- [Instructions]:
[1] List every keyword given for the article on BODIPY-electron acceptor conjugates below.
[2] In the article on BODIPY-electron acceptor conjugates below, translate this sentence into Spanish: "The photophysical properties and singlet oxygen formation efficiency are measured in seven solvents of different polarity."
Text provided: Begin
Jump to Main Content
Can BODIPY-Electron Acceptor Conjugates Act As Heavy Atom-Free Excited Triplet State and Singlet Oxygen Photosensitizers via Photoinduced Charge Separation-Charge Recombination Mechanism?
- Hu, Wenbin, Liu, Mingyu, Zhang, Xian-Fu, Wang, Yaling, Wang, Yun, Lan, Haikuo, Zhao, Huaqing
- Journal of physical chemistry 2019 v.123 no.26 pp. 15944-15955
- electron transfer, energy, moieties, photosensitizing agents, singlet oxygen, solvents
- To examine if BODIPY-electron acceptor conjugates can generate excited triplet state and singlet oxygen efficiently via a photoinduced charge separation–charge recombination (CS-CR) mechanism, seven compounds of BODIPY-electron acceptor (A) type are synthesized, in which an x-nitro-phenyl (x = ortho, meta, and para) or a pyridyl subunit on the BODIPY meso-position acts as the acceptor. The photophysical properties and singlet oxygen formation efficiency are measured in seven solvents of different polarity. The excited triplet state and singlet oxygen formation efficiency decrease with the increase in the electron withdrawing ability of the phenyl moiety. In the meantime, the presence of a nitrophenyl or a pyridyl causes the substantial quenching of the excited singlet state of the linked BODIPY, and this quenching is enhanced by the solvent with higher polarity, indicating that a strong photoinduced electron transfer (PET) occurs from BODIPY to the attached nitrophenyl unit. The results imply that attaching the electron acceptors to BODIPY cannot mediate excited triplet state formation via CS-CR mechanism, which is in sharp contrast to the case of BODIPY-electron donor type conjugates. Based on the electron movements in HOMO/LUMO for PET and CR, we obtain the general requirements for PET/CR mediated triplet formation: Eg(D) > Eg(A) when donor D is photoexcited, in which Eg(D) and Eg(A) are the energy gap between HOMO and LUMO for D and A, respectively. The conclusion and the frontier orbital analysis are helpful in the design and synthesis of BODIPY based halogen-free photosensitizers.
Text provided: End
Record excerpts: Begin
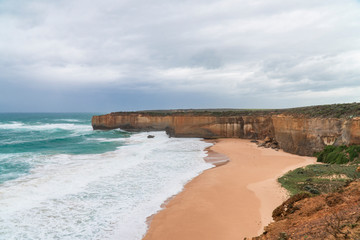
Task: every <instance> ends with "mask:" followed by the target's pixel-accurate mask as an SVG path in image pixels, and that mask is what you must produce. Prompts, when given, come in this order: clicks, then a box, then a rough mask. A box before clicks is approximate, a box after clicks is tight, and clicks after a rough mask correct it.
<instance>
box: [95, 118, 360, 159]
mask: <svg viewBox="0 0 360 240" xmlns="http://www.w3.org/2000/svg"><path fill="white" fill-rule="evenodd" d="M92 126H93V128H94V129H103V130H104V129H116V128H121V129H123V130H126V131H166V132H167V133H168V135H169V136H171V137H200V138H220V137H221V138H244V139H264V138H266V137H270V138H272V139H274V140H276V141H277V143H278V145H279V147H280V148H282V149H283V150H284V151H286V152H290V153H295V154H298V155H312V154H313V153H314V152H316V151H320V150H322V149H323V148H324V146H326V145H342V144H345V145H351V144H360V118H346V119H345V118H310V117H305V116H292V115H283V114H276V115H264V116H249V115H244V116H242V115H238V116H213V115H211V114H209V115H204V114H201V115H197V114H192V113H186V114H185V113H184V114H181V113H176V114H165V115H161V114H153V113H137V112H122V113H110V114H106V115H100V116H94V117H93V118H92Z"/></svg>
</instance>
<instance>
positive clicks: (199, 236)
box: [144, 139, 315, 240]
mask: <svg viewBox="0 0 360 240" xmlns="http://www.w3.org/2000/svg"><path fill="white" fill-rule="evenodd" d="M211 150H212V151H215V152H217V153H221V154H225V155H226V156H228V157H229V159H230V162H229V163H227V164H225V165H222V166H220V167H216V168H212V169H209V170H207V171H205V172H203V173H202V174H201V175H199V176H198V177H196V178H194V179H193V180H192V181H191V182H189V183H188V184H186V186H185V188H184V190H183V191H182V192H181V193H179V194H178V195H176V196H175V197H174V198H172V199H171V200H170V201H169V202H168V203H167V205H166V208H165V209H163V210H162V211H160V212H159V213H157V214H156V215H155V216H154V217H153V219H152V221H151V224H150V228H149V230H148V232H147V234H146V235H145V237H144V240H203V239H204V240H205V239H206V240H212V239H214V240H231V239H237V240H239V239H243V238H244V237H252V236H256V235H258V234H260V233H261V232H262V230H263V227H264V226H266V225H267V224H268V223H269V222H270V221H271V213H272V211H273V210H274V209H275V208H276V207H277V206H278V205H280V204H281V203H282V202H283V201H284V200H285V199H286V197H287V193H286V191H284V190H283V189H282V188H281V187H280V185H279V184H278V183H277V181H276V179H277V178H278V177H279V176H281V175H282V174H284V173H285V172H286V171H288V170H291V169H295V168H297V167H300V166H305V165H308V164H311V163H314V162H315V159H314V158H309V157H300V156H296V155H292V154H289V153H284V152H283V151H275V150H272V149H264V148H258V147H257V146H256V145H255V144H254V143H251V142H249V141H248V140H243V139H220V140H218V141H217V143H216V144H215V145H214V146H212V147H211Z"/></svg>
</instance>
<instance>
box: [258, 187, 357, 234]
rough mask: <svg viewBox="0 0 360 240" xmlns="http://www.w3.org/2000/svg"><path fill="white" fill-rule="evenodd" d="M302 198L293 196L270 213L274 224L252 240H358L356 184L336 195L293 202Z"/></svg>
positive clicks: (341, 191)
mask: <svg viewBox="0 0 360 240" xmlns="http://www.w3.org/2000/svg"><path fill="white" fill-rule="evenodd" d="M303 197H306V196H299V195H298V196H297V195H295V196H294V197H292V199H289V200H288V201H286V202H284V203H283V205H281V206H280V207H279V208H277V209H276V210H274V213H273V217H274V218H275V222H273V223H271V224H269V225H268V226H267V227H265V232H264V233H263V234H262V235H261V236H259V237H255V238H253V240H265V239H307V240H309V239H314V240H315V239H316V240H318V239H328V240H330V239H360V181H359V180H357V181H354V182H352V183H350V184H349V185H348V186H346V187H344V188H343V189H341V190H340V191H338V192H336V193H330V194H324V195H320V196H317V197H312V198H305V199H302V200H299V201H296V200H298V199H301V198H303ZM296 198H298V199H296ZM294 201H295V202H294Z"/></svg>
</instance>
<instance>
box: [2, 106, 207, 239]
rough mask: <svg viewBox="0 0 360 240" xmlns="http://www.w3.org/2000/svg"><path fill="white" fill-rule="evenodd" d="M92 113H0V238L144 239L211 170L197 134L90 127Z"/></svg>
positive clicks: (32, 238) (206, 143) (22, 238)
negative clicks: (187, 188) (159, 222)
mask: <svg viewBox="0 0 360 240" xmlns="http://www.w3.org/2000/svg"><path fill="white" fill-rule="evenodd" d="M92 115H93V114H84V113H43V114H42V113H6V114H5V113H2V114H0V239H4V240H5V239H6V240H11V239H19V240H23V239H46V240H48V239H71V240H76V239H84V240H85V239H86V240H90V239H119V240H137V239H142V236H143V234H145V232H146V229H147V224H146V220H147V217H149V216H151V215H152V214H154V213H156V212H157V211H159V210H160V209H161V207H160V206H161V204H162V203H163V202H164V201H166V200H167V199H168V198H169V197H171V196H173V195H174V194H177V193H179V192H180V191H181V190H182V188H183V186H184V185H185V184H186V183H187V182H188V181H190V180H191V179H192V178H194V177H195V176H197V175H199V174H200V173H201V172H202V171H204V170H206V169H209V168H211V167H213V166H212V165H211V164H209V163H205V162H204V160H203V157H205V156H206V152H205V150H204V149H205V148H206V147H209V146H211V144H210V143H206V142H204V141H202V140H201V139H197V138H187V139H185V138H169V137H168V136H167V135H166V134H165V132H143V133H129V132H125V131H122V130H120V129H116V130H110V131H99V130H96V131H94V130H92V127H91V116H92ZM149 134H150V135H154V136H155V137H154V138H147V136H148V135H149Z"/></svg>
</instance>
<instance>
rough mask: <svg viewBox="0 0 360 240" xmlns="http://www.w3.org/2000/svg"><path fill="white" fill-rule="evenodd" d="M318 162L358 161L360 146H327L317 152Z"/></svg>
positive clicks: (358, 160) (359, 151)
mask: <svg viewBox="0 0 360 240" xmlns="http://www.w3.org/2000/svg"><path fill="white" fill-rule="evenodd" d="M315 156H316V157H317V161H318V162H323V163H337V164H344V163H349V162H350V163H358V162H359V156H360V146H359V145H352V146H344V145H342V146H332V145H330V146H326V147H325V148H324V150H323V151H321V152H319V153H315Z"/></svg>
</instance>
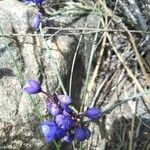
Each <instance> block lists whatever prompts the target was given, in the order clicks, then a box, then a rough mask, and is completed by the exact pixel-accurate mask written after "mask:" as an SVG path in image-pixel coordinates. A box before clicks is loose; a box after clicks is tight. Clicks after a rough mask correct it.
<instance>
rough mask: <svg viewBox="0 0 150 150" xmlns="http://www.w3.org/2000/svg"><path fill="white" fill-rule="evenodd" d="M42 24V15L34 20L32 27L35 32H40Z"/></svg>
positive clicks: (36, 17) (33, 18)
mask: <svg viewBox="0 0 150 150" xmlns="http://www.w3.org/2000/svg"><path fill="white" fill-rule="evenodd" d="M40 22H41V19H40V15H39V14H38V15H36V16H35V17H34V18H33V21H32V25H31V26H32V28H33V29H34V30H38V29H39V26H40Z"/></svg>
Record excerpts: End
- [Solutions by task]:
[1] electron transfer, energy, moieties, photosensitizing agents, singlet oxygen, solvents

[2] Las propiedades fotofísicas y la eficiencia de formación de oxígeno singlete se miden en siete disolventes de distinta polaridad.